**EXCERPTED TEXT:**
[Start of Attachment]

Combine Your Heater and Humidifier During Winter
As winter sets in, most people change filters and make sure that their HVAC systems are up to snuff. However, one crucial element that people often overlook is that of the humidifier. Your heater and humidifier should actually work together to make your home comfortable during the cooler months.
Why Cooler Temperatures Require a Humidifier
To understand how your heater and humidifier must work together in winter, you must understand how moisture and air temperature correlate. In short, higher temperatures mean the air can hold more moisture. This is why it's easier to deal with "dry heat" versus "wet heat" and also why some people prefer not to use relative humidity rating. On a hot day that's 75% humidity, the air contains much more moisture than a cool day at the same relative humidity. On cool days, the air feels dryer because it can hold less moisture, and many of those days have lower relative humidity, to begin with.
When you turn on your HVAC to keep your home warm enough, you increase the temperature. The moisture stays the same. With increased temperatures, the relative humidity drops. This is why winter brings with it drier skin, hair, and eyes, and why static can suddenly become a problem. Some people also experience dry throats in cooler weather for the same reason. The throat, like the eyes, works best when properly moisturized. In addition to these symptoms, some people experience worsened breathing conditions; asthma and sinusitis are two.

[End of Attachment]

**ENTRIES SUPPLIED:**
[Start of Attachment]

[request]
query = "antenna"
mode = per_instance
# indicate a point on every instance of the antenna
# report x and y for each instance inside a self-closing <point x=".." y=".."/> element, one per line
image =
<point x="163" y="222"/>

[End of Attachment]

**SET OF TASKS:**
1. According to the humidifier article, which two breathing conditions can worsen in cooler weather?
2. Write the next part of the humidifier article, picking up after its final sentence.
The entries have nothing to do with the tasks.

**WRITTEN ANSWERS:**
1. Asthma and sinusitis.

2.
Benefits of Using a Humidifier
Using a humidifier can increase your comfort, however. Even if you don't previously have a respiratory condition to take into consideration, increasing the moisture in your home can reduce static shocks and itchy skin when temperatures drop outside.
An added benefit of using a humidifier to raise the relative humidity in your home is that it will feel warmer because of the moisture in the air. You may be able to turn down your heat and save a little money!
Types of Humidifiers
Some homeowners opt for an in-duct humidifier, which may be something to consider if you are installing a heater. Your HVAC professional can do both so that you do not have to consider heat and humidity separately. However, it's not always necessary. A powerful, stand-alone humidifier can do the trick. There are several types of humidifiers to consider.
- Evaporative mist humidifiers use a saturated wick through which air is pulled to add moisture.
- Warm mist humidifiers boil water as you might on the stove to increase humidity in the air.
- Ultrasonic humidifiers actually use vibrations to create water droplets in the air.